EXERCISE 1:
List every prediction accuracy percentage that the suicide blood test article reports.
EXERCISE 2:
From the suicide blood test article, extract the stretch from "Blood test could predict" through "thoughts and behavior.".

TEXT SEGMENT:

# # # # # # #

Blood test could predict suicide risk

Johns Hopkins researchers have found a chemical alteration in a single human gene linked to stress reactions. And they say the discovery could pave the way for a simple blood test that could accurately predict a person’s risk of attempting suicide.

For the study, researchers looked at a genetic mutation in the brain samples from mentally ill and healthy people. They found that the samples from people who died from suicide had significantly reduced levels of a gene known as SKA2.  The researchers said that changes in the gene, which is involved in the function of the brain's response to stress hormones, could play a significant role in turning what might otherwise be an unremarkable reaction to the everyday strains of life into suicidal thoughts and behavior.

The researchers tested three different sets of blood samples, the largest involving 325 people. They found similar increases in a particular chemical at the SKA2 gene in people with suicidal thoughts or attempts. Then they designed a model analysis that predicted which participants were experiencing suicidal thoughts or had attempted suicide with 80 percent accuracy. Those with a more severe risk were predicted with 90 percent accuracy. In the youngest data set, they were able to predict with 96 percent accuracy if a person had attempted suicide, based on blood test results.

The researchers say that in the future, the blood test could be used in a variety of clinical settings, including making decisions about the intensity of intervention for an individual or for use in the military to closely monitor those with the mutation when they return home from service.

Larger studies are necessary to confirm the findings.

# # # # # # #

PROVIDED INFORMATION:
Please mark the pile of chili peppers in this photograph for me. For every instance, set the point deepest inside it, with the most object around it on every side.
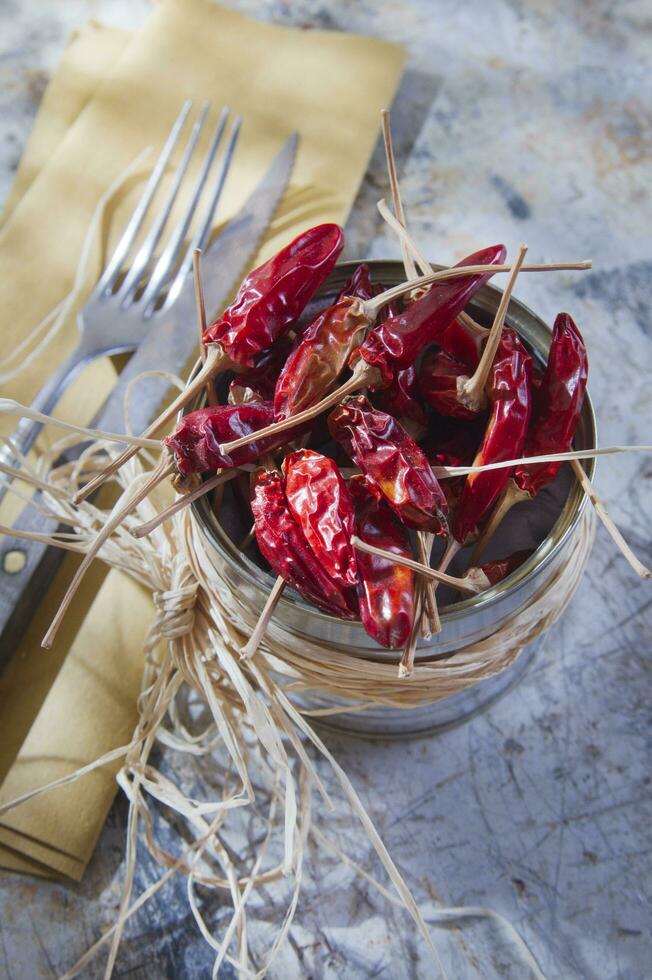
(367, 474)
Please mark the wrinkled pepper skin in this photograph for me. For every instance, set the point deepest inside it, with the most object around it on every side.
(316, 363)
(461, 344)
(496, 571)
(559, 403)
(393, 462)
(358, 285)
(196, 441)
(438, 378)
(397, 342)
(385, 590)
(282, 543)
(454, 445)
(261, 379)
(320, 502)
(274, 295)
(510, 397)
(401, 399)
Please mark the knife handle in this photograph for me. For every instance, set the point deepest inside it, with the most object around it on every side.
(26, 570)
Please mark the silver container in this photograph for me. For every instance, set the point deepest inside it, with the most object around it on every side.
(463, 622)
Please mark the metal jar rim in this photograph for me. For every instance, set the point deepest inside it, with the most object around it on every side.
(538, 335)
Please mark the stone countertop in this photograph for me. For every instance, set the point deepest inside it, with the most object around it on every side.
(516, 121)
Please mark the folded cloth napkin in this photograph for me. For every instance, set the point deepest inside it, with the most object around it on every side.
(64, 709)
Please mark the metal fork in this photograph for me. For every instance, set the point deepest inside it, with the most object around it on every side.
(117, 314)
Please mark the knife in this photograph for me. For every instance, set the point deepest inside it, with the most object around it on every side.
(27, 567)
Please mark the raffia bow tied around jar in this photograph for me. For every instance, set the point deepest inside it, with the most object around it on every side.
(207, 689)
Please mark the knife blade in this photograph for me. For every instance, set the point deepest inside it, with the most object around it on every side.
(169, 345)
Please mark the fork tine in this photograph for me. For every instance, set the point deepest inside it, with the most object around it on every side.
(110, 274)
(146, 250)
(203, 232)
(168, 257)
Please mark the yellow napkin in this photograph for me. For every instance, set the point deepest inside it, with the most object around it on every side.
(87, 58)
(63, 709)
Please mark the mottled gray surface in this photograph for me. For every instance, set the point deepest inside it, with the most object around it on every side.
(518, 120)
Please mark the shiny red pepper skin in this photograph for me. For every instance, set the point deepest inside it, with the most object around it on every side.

# # # # # # #

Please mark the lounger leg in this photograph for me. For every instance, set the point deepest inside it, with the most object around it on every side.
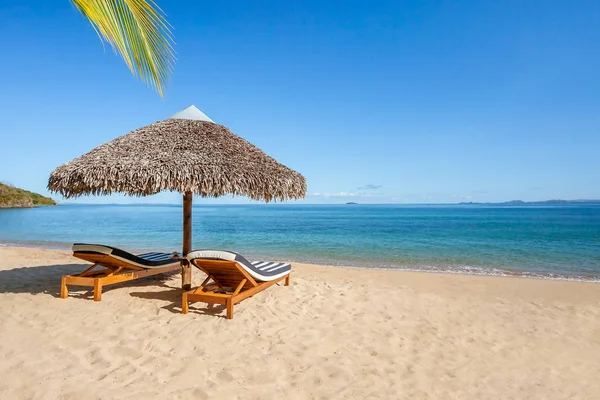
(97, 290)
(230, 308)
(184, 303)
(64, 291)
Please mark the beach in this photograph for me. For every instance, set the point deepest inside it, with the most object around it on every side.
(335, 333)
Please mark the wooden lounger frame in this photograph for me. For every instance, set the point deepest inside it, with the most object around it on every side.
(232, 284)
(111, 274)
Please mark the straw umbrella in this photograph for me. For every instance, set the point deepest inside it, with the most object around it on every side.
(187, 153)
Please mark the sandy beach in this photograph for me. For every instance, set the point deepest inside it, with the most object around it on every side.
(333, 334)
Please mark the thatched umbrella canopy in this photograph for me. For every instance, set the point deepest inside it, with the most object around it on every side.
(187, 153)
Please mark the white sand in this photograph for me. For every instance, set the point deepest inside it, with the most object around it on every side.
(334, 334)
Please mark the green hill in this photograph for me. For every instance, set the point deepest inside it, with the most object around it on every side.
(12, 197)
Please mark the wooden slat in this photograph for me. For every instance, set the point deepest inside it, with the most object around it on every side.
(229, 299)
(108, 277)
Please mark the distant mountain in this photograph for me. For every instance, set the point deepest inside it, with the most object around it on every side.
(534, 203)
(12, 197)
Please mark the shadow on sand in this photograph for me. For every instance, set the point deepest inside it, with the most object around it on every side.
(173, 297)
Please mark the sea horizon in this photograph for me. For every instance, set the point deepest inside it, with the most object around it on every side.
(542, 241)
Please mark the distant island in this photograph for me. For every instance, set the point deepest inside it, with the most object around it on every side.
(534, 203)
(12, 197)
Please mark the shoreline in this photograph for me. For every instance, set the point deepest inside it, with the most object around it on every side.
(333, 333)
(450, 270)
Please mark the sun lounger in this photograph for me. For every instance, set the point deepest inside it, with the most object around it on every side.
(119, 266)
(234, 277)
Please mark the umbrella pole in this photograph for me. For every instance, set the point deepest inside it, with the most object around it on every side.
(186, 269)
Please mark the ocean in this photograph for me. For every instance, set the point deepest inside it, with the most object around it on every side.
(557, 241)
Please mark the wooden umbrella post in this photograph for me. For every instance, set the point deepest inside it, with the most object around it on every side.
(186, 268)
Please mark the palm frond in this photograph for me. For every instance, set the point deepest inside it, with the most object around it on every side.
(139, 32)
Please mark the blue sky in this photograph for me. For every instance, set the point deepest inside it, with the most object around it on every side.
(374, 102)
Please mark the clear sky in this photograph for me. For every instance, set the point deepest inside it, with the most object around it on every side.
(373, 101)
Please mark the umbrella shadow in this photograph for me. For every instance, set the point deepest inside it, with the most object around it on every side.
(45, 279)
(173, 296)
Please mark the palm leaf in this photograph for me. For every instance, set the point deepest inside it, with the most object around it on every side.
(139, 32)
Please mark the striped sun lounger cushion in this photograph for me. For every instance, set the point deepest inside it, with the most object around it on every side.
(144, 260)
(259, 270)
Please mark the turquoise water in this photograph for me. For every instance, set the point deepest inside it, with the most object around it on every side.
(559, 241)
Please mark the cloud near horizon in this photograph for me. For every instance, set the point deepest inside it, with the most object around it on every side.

# # # # # # #

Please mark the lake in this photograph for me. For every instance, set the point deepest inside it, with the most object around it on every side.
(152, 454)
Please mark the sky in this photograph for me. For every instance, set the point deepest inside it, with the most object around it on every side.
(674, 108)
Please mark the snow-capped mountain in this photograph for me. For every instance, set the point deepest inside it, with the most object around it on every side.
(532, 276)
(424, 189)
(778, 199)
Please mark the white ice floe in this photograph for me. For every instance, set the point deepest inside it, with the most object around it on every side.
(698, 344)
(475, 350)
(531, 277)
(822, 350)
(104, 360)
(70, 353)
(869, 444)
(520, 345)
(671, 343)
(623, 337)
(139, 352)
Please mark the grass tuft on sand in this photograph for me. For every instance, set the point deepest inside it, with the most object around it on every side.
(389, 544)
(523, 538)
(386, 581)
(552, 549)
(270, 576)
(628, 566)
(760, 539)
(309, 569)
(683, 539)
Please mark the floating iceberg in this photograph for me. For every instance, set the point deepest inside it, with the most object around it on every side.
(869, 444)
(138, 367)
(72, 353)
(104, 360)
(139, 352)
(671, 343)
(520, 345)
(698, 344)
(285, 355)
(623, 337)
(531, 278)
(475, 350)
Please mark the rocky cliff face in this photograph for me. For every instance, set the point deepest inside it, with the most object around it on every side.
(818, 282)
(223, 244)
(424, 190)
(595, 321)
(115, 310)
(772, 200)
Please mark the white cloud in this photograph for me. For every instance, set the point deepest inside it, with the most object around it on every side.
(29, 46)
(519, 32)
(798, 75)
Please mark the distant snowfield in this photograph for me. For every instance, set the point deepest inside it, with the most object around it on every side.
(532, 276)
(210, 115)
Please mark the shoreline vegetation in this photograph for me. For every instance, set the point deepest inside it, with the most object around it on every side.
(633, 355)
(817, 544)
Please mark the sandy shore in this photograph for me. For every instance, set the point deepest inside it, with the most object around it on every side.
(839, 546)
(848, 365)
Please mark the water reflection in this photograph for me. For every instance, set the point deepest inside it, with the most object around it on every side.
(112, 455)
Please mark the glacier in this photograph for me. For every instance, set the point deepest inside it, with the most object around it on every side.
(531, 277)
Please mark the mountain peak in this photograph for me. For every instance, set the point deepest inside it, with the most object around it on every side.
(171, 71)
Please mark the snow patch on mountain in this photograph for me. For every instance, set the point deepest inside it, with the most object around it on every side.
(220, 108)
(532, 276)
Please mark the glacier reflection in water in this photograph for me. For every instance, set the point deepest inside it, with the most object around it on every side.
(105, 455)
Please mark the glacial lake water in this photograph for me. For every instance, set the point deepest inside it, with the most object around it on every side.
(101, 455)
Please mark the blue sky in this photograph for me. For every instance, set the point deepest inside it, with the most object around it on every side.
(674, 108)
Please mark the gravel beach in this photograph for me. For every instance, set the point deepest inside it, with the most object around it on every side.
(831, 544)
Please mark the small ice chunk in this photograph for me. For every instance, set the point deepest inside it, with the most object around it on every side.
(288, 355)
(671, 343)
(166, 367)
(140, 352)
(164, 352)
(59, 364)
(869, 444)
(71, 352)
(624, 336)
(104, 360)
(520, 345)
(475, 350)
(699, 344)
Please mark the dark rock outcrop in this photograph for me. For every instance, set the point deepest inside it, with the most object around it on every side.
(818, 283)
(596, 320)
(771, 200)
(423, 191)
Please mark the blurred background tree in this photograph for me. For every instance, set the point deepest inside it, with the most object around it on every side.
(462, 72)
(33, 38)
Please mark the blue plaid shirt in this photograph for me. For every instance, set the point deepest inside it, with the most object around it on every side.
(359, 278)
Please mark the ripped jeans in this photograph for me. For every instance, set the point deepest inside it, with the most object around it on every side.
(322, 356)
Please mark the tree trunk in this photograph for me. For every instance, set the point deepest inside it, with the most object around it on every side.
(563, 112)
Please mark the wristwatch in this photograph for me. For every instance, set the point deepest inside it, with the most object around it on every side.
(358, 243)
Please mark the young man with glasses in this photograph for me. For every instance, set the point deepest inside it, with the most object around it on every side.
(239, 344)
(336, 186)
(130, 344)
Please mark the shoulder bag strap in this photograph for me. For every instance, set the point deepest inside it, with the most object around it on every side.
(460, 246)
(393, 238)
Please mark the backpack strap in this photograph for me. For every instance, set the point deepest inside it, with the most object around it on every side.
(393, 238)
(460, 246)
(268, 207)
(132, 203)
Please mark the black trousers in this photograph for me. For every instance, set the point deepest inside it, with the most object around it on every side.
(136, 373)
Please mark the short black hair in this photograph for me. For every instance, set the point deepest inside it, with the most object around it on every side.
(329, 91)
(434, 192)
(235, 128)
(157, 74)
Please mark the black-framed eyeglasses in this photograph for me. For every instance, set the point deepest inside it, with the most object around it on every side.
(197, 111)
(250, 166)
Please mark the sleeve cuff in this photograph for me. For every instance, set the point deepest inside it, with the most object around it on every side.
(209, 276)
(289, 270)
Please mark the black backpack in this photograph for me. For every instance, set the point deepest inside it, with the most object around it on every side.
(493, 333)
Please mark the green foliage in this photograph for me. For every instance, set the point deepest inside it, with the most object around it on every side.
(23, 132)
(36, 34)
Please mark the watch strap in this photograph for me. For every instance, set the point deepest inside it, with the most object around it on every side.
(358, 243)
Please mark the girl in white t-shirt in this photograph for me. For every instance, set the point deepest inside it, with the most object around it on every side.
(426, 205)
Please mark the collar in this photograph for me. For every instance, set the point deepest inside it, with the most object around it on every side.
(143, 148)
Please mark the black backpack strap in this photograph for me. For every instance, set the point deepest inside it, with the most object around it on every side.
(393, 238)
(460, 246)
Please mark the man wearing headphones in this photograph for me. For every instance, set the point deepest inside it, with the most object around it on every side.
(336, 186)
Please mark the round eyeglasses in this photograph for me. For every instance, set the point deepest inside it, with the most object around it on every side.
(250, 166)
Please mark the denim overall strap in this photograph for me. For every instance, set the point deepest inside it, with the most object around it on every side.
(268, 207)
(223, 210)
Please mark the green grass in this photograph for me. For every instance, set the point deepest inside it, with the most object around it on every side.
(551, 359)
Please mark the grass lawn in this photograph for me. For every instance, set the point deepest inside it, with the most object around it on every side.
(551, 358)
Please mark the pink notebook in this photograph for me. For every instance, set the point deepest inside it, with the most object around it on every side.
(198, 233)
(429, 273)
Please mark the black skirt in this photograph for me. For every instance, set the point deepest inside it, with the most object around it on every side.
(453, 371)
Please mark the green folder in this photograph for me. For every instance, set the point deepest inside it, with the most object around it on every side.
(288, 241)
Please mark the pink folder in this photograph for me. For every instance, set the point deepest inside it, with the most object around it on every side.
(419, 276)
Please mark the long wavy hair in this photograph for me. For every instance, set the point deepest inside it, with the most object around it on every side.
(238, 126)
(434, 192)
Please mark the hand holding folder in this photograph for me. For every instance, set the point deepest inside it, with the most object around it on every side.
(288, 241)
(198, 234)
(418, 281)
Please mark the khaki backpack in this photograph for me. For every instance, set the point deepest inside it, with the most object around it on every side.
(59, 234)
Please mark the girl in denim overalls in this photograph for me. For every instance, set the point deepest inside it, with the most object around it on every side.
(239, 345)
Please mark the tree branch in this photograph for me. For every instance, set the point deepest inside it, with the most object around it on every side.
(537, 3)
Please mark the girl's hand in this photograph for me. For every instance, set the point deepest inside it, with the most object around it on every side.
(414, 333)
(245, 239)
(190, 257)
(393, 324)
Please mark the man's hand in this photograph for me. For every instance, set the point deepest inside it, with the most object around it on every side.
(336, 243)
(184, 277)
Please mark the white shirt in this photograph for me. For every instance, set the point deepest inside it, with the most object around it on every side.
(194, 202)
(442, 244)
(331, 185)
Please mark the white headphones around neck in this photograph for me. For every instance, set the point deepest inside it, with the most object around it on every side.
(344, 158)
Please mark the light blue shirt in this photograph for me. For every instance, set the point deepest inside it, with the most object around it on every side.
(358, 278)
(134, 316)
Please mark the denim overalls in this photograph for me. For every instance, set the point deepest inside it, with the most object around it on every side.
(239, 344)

# # # # # # #

OUTPUT 1:
80 percent
90 percent
96 percent

OUTPUT 2:
Blood test could predict suicide risk

Johns Hopkins researchers have found a chemical alteration in a single human gene linked to stress reactions. And they say the discovery could pave the way for a simple blood test that could accurately predict a person’s risk of attempting suicide.

For the study, researchers looked at a genetic mutation in the brain samples from mentally ill and healthy people. They found that the samples from people who died from suicide had significantly reduced levels of a gene known as SKA2.  The researchers said that changes in the gene, which is involved in the function of the brain's response to stress hormones, could play a significant role in turning what might otherwise be an unremarkable reaction to the everyday strains of life into suicidal thoughts and behavior.